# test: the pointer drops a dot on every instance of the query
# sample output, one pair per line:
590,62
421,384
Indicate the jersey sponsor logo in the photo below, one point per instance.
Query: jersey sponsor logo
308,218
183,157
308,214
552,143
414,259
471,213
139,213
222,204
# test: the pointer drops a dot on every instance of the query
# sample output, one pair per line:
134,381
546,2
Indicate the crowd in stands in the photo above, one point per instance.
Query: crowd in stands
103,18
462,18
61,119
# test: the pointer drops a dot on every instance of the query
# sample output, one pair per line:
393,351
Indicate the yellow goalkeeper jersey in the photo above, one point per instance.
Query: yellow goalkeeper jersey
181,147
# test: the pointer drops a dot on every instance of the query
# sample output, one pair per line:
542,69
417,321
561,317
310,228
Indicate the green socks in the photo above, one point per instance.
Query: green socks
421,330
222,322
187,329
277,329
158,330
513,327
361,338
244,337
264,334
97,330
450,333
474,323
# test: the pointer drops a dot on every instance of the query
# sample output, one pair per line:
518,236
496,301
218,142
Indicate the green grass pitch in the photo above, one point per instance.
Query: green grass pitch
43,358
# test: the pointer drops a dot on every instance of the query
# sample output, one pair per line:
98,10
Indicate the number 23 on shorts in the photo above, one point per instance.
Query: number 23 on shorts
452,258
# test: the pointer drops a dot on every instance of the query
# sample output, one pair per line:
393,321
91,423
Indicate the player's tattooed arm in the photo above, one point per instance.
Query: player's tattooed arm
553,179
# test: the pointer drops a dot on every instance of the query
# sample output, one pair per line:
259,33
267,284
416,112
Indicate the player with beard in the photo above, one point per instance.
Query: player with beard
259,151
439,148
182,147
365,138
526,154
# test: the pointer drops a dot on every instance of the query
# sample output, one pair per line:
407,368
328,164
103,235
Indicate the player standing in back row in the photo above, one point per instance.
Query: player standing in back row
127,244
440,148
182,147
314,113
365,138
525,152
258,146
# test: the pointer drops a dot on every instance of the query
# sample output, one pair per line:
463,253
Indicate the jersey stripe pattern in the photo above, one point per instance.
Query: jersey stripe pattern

● ● ● ● ●

# Task to carry out
Here the job is to output the lines from the start of the material through the line with "Indicate the crowd", inclusive, exactly and with nothing else.

# Output of the exercise
# test: the pointer drops a dot on every instance of the query
# sample output, one pair per line:
590,62
421,384
Indicate the jersey sponsor logo in the photo below, one point per instance.
Query: jersey sponsor logo
308,218
183,157
308,214
552,143
414,259
471,213
139,213
222,204
# test: the pointer drops a dot on every instance of the query
# sample output, one pair per line:
134,381
546,2
Indicate the crowd in stands in the photo above, one point per instance.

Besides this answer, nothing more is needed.